• **Work instructions**:
1) In the text on post-judgment modification, why did the former husband in Manning v. Manning fail to obtain a modification of child support? Answer in one to three sentences.
2) Write a continuation of the text on post-judgment modification in Florida, beginning after its final sentence on the Obligor's burden of proof.

• **Document excerpt**:
§ §

Modification proceedings occur “Post Judgment.” One party files a Supplemental Petition to Modify a prior Court Order when that party seeks to permanently change the terms of the Final Court Order/Judgment, Parenting Plan or child support obligation. Modification cases usually occur when a party wants to change timesharing, parental responsibility, child support or alimony. 

What is a substantial change in circumstance?

There is a three-part standard to show a substantial chance in circumstances; First, there must be a substantial change in circumstances. Second, that the change was not contemplated at the time of Final Judgment. Third, the change is sufficient, material, involuntary, and permanent in nature. Pimm v. Pimm, 601 So. 2d 534, 535 (Fla. 1992). 

Some examples of a “substantial changes in circumstance” can include:

  • job loss, 
  • drug or alcohol abuse issues, 
  • retirement, 
  • child abuse
  • failure to exercise timesharing
  • relocation 

Modification of Child Support

It should be noted, one should never “lose” their job in an effort to avoid paying a financial obligation ordered by the Court. In Manning v. Manning, the Court found, “former husband failed to show that reduction of his income was permanent, as required to obtain modification of child support; although former husband lost his job and ultimately accepted permanent employment that paid less money, he accepted lower-paying permanent job in exchange for benefits and possibility of financial improvement within six months, indicating that even former husband believed that his circumstances would improve within relatively short period of time.” Manning v. Manning, 600 So.2d 1274 (Fla. 1st DCA, 1992).  

In Manning v. Manning, the husband was fired from his job and was able to obtain employment that paid him half of what he had normally been paid prior to being fired. Id. Voluntary unemployment or voluntary underemployment is not considered a valid ground for modification. “Change in circumstances justifying modification of child support obligation does not exist when parent obligated to pay child support attempts to avoid or reduce that obligation by voluntarily becoming unemployed or underemployed.” Burdette v. Burdette, 691 So. 2d 862 (Fla. 5th DCA 1996). 

Modification of Alimony 

When it comes to alimony, “under Florida law, the court may modify an order of … alimony by increasing or decreasing the … alimony retroactively to the date of the filing of the action or supplemental action for modification as equity requires, giving due regard to the changed circumstances or the financial ability of the parties ….§ 61.14(1)(a), Fla. Stat. (2016).” See also, Nuttle v. Nuttle, 257 So.3d 1084 (Fla. 4th DCA 2018). 

Alimony is a bit different from other factors which can be modified as alimony can be changed due to the spouse being supported entering another relationship in which he/she is being supported. Pursuant to Fla. Stat. § 61.14(1)(b), the Court may reduce or terminate an award of alimony upon specific written findings by the Court that since the granting of a divorce and the award of alimony a supportive relationship has existed between the Obligee and a person with whom the Obligee resides. The burden is on the Obligor to prove by a preponderance of the evidence that a supportive relationship exists, and that alimony should be terminated.

§ §

• **Records provided**:
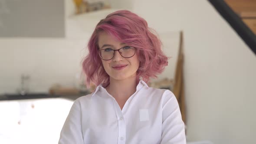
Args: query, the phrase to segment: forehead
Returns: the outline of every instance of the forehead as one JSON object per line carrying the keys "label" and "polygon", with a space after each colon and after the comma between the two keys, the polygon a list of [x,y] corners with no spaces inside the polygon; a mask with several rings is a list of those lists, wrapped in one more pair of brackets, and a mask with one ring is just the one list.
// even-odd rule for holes
{"label": "forehead", "polygon": [[119,46],[122,43],[121,42],[117,40],[115,37],[108,34],[105,31],[99,32],[98,41],[98,44],[100,48],[105,44]]}

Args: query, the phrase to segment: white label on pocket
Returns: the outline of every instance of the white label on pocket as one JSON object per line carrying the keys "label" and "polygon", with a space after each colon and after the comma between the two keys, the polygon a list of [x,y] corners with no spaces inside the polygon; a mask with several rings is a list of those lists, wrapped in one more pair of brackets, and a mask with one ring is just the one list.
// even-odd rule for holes
{"label": "white label on pocket", "polygon": [[140,121],[143,121],[148,120],[149,120],[149,116],[148,116],[148,109],[140,109]]}

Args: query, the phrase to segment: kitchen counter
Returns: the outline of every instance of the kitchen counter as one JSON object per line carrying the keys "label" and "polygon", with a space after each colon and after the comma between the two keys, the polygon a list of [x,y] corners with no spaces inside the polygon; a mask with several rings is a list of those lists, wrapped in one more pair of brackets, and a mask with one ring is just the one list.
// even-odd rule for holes
{"label": "kitchen counter", "polygon": [[75,100],[79,97],[89,94],[89,92],[86,92],[79,95],[51,95],[45,93],[34,93],[22,95],[18,94],[6,94],[0,95],[0,101],[16,100],[22,99],[30,99],[36,98],[62,98],[70,100]]}

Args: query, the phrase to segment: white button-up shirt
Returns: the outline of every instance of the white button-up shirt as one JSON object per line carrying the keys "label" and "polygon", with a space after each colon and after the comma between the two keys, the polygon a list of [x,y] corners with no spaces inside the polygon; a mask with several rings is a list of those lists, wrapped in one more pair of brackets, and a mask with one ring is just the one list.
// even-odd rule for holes
{"label": "white button-up shirt", "polygon": [[177,99],[140,81],[121,110],[102,85],[76,100],[59,144],[186,144]]}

§ §

• **Answers in order**:
1) He did not show that the reduction of his income was permanent, which modification of child support requires. He had accepted the lower-paying permanent job in exchange for benefits and the possibility of financial improvement within six months, which indicated that even he believed his circumstances would improve within a relatively short period.

2)
Evidence to show that the supported parent is in a relationship in which he/she is being supported include but are not limited to; (1) how the supported parties holds themselves out to be “married”, (2) the period in which the supported spouse has resided with the other person in a permanent place of abode, (3) the extent to which the parties have pooled their income, (4) the extent to which the parties have supported each other and many other factors. Id

Retirement as Grounds for Modification 

To prove that the party should be able to obtain modification when the petitioning party retires, the Court will take into consideration whether retirement was voluntary, the Court must consider the payor’s age, health, and motivation for retirement, as well as the type of work the payor performs and the age at which others engaged in that line of work normally retire. Pimm v. Pimm, 601 So. 2d 534, 535 (Fla. 1992). Voluntary retirement is not grounds for a modification of Final Judgement. “Voluntary retirement cannot be considered change of circumstance which would warrant modification of child support.” Id.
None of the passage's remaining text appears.